* _SUPPLIED PASSAGE_
*** Block opens ***
Pastel de Nata and a Chocolate Chip Cookie.

Overstimulating, dizzying, and crammed with delicious food, the Time Out Market Lisboa is the food hall to beat. Having taken over a portion of the historic Mercado da Ribeira, it has become touristic food-lover’s dream. Lining the Northern wall is the cuisine of 4 world-class Portuguese chefs, all at prices far more reasonable than you’d expect. But food stalls lined all four walls, with a Portuguese focus, but American Donuts, Asian Fusion, and Wood-Fired Pizza were also options. I gotfood there no less than three times, trying a perfect Tuna Steak, Bitoque (steak an olive oil marinade, topped with a fried egg and roast garlic), and even Korean Chicken Wings (I promise on separate occasion). All are highly recommended.

Covid fatigue is not just an American phenomenon.
Yum.
Portuguese Bitoque.
*** Block closes ***
* _SOURCE MATERIAL_
*** Block opens ***
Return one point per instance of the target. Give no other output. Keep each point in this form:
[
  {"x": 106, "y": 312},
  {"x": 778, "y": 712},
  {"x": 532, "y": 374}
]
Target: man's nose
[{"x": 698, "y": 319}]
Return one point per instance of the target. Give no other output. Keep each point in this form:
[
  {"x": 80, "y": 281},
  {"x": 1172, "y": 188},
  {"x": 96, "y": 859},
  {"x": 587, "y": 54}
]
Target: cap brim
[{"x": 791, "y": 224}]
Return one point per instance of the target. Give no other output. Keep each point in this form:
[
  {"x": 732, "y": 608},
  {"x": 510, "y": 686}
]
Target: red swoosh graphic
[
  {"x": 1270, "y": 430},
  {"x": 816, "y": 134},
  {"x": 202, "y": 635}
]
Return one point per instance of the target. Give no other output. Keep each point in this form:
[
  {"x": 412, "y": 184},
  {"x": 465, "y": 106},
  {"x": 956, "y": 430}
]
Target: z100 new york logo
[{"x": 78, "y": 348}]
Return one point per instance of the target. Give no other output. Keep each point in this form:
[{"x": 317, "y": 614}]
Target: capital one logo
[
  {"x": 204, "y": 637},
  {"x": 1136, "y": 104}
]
*** Block closes ***
* _QUESTIONS_
A - In the Time Out Market Lisboa passage, which historic market has the food hall taken over a portion of?
B - Continue the Time Out Market Lisboa passage, starting after its final line.

* _ANSWERS IN ORDER_
A - The Mercado da Ribeira.

B -
Other yummy food included Octopus laid on top of sauteed spinach and lined with Roasted Potatoes, and a Codfish stir-fry of sorts, fried with rice, garlic, onion, and shredded potatoes. Seafood is a staple in Portugal and I am quite glad to have gotten so much in such as short time.

The aforementioned Octopus dish, with fresh orange juice.

Oh, one more thing. One of Miami’s signature taco places, Coyo Taco in Wynwood, had an outpost all the way here in Lisbon! So of course I had to go. When I told the waiter I had been to the one in Miami, he was super curious, asking if the layout was the same (no), and if the menu was the same (can’t remember, but it seemed extremely similar at the very least). He was fascinated to hear that there was also a hidden club in the back in the Miami joint.

MIA-LIS.

The Sights

Parque Eduardo.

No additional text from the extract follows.